Fragmento del texto >>

————————

De cierto no era Alejo hombre para recoger humildemente lo que los cruzados le dejasen. Alejo Comneno mostróse buen estadista y comprendió el peligro que los cruzados hacían correr a su Imperio. Por lo tanto quiso, ante todo, hacer pasar en seguida al Asia Menor a tan peligrosos intrusos. En Asia podrían desarrollar la obra que les llevaba a Oriente: la lucha contra el infiel. Así se creó entre latinos y griegos una desconfianza y animosidad recíprocas. No sólo se miraban mutuamente como cismáticos, sino que eran también adversarios políticos, que más adelante debían resolver sus diferencias a mano armada. Un culto patriota griego del siglo XIX, Bikelas, escribe: “Las Cruzadas presentan un aspecto muy diferente según se las mire desde el punto de vista occidental u oriental. Para Occidente fueron noble efecto de un sentimiento religioso y el comienzo de la regeneración y la civilización, y con justeza puede la nobleza europea de hoy alabarse de ser nieta de los cruzados. Pero cuando los cristianos de Oriente vieron aquellas hordas bárbaras que devastaban y saqueaban las provincias bizantinas; cuando vieron a los que se llamaban paladines de la fe degollar a los sacerdotes de Cristo, so pretexto de que eran cismáticos, olvidaron que esas expediciones tenían primitivamente un fin religioso y un carácter cristiano”.

Según el mismo autor, la aparición de los cruzados “señala verdaderamente el comienzo de la decadencia del Imperio y presagia su fin”.

Según Chalandon, que ha estudiado especialmente el reinado de Alejo Comneno, “se podría extender en parte a todas las otras bandas (de cruzados) el severo juicio” aplicado por Gibbon a los compañeros de Pedro el Ermitaño: “Los bandidos que seguían a Pedro el Ermitaño eran bestias salvajes, sin razón y sin humanidad”.

Así empezó en 1096 la época de las Cruzadas, tan fecunda en múltiples y graves consecuencias tanto para Bizancio y Oriente en general como para el occidente de Europa.

————————

Datos mostrados >>
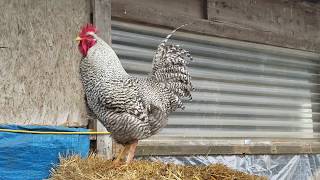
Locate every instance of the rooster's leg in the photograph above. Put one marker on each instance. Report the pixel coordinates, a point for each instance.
(132, 150)
(120, 156)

————————

Qué hacer >>
A - Transcribe del fragmento sobre las Cruzadas el pasaje comprendido entre "Así empezó en" y "occidente de Europa.", ambos incluidos.
B - Por favor, resume más brevemente el párrafo del fragmento sobre las Cruzadas que empieza con "De cierto no era Alejo", sin perder sus datos principales.
C - Enumera todas las personas mencionadas por su nombre en el fragmento sobre las Cruzadas.
Las líneas no tienen ningún papel en esto.

Respuestas >>
A -
Así empezó en 1096 la época de las Cruzadas, tan fecunda en múltiples y graves consecuencias tanto para Bizancio y Oriente en general como para el occidente de Europa.

B - Alejo Comneno, buen estadista, vio el peligro que los cruzados suponían para su Imperio y quiso trasladarlos cuanto antes al Asia Menor, donde combatirían al infiel. Así surgió entre latinos y griegos una desconfianza recíproca: se veían como cismáticos y eran adversarios políticos que más tarde se enfrentarían con las armas. Bikelas, patriota griego del siglo XIX, afirma que para Occidente las Cruzadas fueron fruto noble del sentimiento religioso y comienzo de la civilización. En cambio, los cristianos de Oriente, al ver a aquellas hordas saquear las provincias bizantinas y degollar sacerdotes por cismáticos, olvidaron su fin religioso original.

C -
- Alejo Comneno
- Bikelas
- Chalandon
- Gibbon
- Pedro el Ermitaño